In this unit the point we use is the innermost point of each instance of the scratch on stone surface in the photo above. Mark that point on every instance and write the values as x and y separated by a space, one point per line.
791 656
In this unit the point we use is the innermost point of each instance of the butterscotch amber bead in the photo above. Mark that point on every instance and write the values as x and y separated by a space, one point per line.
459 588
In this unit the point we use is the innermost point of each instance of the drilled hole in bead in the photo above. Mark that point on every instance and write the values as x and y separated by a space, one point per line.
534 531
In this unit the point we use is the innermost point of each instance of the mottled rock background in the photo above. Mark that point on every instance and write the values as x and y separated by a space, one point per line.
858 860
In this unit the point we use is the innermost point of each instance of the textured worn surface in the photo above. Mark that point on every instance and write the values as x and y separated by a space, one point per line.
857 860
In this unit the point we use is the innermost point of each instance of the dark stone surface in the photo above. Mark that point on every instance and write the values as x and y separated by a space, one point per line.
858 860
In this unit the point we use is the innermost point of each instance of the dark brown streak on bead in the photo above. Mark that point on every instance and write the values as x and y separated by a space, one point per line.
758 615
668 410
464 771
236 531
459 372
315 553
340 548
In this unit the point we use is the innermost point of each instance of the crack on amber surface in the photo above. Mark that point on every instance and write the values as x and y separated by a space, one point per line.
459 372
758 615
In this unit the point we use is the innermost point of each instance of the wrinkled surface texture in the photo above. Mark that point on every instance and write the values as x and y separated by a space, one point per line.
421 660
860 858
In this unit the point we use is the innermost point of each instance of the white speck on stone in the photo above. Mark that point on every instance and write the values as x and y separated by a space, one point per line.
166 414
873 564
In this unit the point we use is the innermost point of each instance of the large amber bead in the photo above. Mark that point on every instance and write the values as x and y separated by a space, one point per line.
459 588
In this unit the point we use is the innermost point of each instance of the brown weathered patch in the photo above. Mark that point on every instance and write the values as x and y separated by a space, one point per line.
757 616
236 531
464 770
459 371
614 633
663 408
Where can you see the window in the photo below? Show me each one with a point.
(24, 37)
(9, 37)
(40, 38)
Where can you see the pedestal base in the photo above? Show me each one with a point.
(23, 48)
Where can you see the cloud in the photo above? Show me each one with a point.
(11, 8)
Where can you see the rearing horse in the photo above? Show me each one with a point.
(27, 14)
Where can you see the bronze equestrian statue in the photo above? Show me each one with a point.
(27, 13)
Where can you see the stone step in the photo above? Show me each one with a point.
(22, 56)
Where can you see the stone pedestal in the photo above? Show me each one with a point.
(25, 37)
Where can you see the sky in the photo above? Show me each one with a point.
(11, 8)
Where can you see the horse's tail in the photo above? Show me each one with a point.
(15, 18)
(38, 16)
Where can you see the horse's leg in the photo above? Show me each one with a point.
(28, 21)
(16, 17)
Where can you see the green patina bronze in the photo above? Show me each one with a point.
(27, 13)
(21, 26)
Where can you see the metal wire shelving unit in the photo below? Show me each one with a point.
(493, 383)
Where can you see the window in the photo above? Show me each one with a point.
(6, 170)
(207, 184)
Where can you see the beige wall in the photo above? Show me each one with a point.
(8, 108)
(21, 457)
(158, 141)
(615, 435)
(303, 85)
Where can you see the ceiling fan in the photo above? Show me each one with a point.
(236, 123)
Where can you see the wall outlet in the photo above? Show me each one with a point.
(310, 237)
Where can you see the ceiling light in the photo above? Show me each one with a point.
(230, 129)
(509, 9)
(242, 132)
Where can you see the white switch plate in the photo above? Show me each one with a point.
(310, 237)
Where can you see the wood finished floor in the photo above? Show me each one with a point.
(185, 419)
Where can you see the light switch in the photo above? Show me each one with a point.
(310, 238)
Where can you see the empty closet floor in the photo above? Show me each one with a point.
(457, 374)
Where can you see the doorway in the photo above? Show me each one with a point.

◆ WORK INSTRUCTIONS ◆
Transcribe the records in full, keeping every character as it is.

◆ ANSWER BOX ◆
In this unit the point we use is the innermost point of each instance of the scratch on stone surface in the photo above. Mark that point on every instance and write the values as x and y separated by a space, one point per line.
791 656
In this unit the point we use is the innermost point of each instance of the butterscotch amber bead in the photo above. Mark that point on every instance and write the values as x and y separated by a space, one point per line.
459 588
In this unit the point we use is the innermost point of each instance of the drilled hole in bead in the photo above. Mark that point on every instance and write the values as x and y separated by a space, one point per line.
534 531
In this unit the point we use is the innermost point of each instance of the mottled rock background in the photo above. Mark that point on every instance and write the values as x and y separated by a space, one point per line.
858 860
In this unit the point we use is the innermost point of each instance of the textured worn surface in the photo above. Mark that point on every instance and write the values as x and y separated by a space, one point per line.
857 860
In this unit the point we use is the innermost point of each instance of the dark stone surface in the photo above. Mark that point on every instance and write the values as x and y separated by a space, one point per line.
858 860
In this unit the point we use is the innermost point of each instance of the dark brown streak on bead in the photo above. Mark that point on every instance and write the values as x and y separated by a space, one point per line.
758 615
668 410
464 771
236 531
459 372
315 553
340 548
In this unit the point we use is the innermost point of each instance of the crack on amber surface in the photo above. Mark that point on every instance and write the values as x and y separated by a space, one point per line.
459 372
758 615
In this unit the point we use is the innermost point of each instance of the wrinkled surface texture in the photo above. Mark that point on every instance and write the values as x and y separated by a space, one point per line.
421 660
860 858
In this unit the point we use is the innermost point of each instance of the white speck on stone in the photo above. Mark that point on every instance and write the values as x and y separated by a space, one point per line.
166 414
873 564
In this unit the point we use is the innermost point of each instance of the large amber bead in the photo above. Mark that point on every instance and write the values as x and y separated by a space, one point per line.
459 588
In this unit the point we use is the innermost point of each instance of the brown weathered patch in the photo above. Mark that point on every instance and write the values as x and y separated by a space, one point per line.
757 616
236 531
464 770
459 371
614 633
663 408
Where can you see the window in the photo below? Show me each one with a point.
(24, 37)
(9, 37)
(40, 38)
Where can you see the pedestal base in the photo above? Show me each one with a point.
(23, 48)
Where can you see the cloud in the photo above? Show me each one with a point.
(11, 8)
Where can you see the rearing horse in the photo above? Show me each one with a point.
(27, 14)
Where can you see the bronze equestrian statue in the photo above? Show me each one with a point.
(27, 13)
Where can you see the stone step in the photo above? Show me each one with a point.
(22, 56)
Where can you see the stone pedestal in the photo above? Show me each one with a point.
(25, 37)
Where can you see the sky in the photo above? Show me each one with a point.
(11, 8)
Where can you see the horse's tail in the photo above? Show me each one with a point.
(15, 18)
(38, 16)
Where can you see the horse's leg in the photo above? Show me each one with a point.
(28, 21)
(16, 17)
Where can you see the green patina bronze in the photo above? Show me each one with a point.
(27, 13)
(21, 26)
Where can you see the metal wire shelving unit in the photo below? Show me each one with a point.
(493, 383)
Where can you see the window in the photo above? Show me each one with a point.
(6, 170)
(207, 184)
Where can you see the beige wall in the photo above? Show me each one with a point.
(8, 108)
(21, 457)
(158, 141)
(615, 435)
(303, 85)
Where can you see the ceiling fan in the photo above? Show me each one with a point.
(236, 123)
Where can you see the wall outlet in the photo above? Show me each one with a point.
(310, 237)
Where can you see the ceiling light in the photo above? Show me each one with a point.
(230, 129)
(509, 9)
(242, 132)
Where can you see the white switch plate in the photo above? Show me each one with a point.
(310, 237)
Where can you see the wood finished floor in the photo above? Show me each one with a point.
(185, 419)
Where can you see the light switch in the photo above? Show me each one with a point.
(310, 238)
Where can you see the empty closet floor in the photo above? Show me each one with a point.
(457, 374)
Where can you see the doorway in the photo above? Show me each one with a point.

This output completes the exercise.